>> start
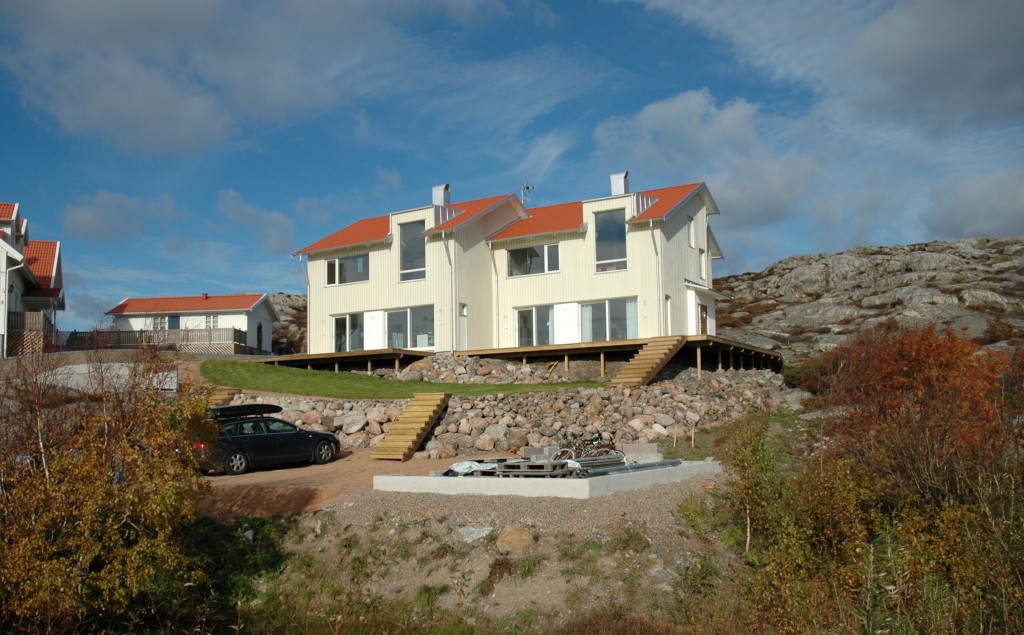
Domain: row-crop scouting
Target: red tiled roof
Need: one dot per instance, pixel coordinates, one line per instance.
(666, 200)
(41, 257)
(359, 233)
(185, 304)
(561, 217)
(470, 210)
>> end
>> start
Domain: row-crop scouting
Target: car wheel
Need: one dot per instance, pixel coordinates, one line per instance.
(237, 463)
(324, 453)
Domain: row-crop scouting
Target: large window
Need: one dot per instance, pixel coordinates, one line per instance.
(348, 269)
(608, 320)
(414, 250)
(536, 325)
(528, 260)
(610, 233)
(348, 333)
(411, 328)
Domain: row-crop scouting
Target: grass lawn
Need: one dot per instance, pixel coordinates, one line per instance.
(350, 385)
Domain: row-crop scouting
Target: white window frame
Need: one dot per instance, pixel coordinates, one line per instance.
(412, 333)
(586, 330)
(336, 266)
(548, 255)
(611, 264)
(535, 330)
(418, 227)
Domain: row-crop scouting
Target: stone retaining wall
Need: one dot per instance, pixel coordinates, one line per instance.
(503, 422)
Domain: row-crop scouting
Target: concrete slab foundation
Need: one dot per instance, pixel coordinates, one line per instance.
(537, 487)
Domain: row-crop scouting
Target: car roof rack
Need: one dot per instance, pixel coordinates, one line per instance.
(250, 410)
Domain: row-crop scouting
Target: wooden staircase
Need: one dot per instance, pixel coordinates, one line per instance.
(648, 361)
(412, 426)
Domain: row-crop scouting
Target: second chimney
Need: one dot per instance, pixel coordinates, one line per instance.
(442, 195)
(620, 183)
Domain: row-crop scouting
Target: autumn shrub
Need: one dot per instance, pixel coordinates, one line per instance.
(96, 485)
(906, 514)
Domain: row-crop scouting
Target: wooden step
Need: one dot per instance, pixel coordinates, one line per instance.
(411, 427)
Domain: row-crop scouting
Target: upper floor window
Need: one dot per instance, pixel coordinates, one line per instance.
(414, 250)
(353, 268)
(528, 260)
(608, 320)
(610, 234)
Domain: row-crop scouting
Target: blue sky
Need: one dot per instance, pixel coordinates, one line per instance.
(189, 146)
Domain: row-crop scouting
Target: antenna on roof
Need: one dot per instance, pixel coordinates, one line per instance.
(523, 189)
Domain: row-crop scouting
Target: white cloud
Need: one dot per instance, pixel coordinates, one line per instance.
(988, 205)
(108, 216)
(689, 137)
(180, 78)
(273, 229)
>> end
Task goal ▸
From the data above, pull every line that contains the word "window" and list those lines unchanged.

Answer to this problem ▸
Target: large window
Target: white window frame
Target: upper floor window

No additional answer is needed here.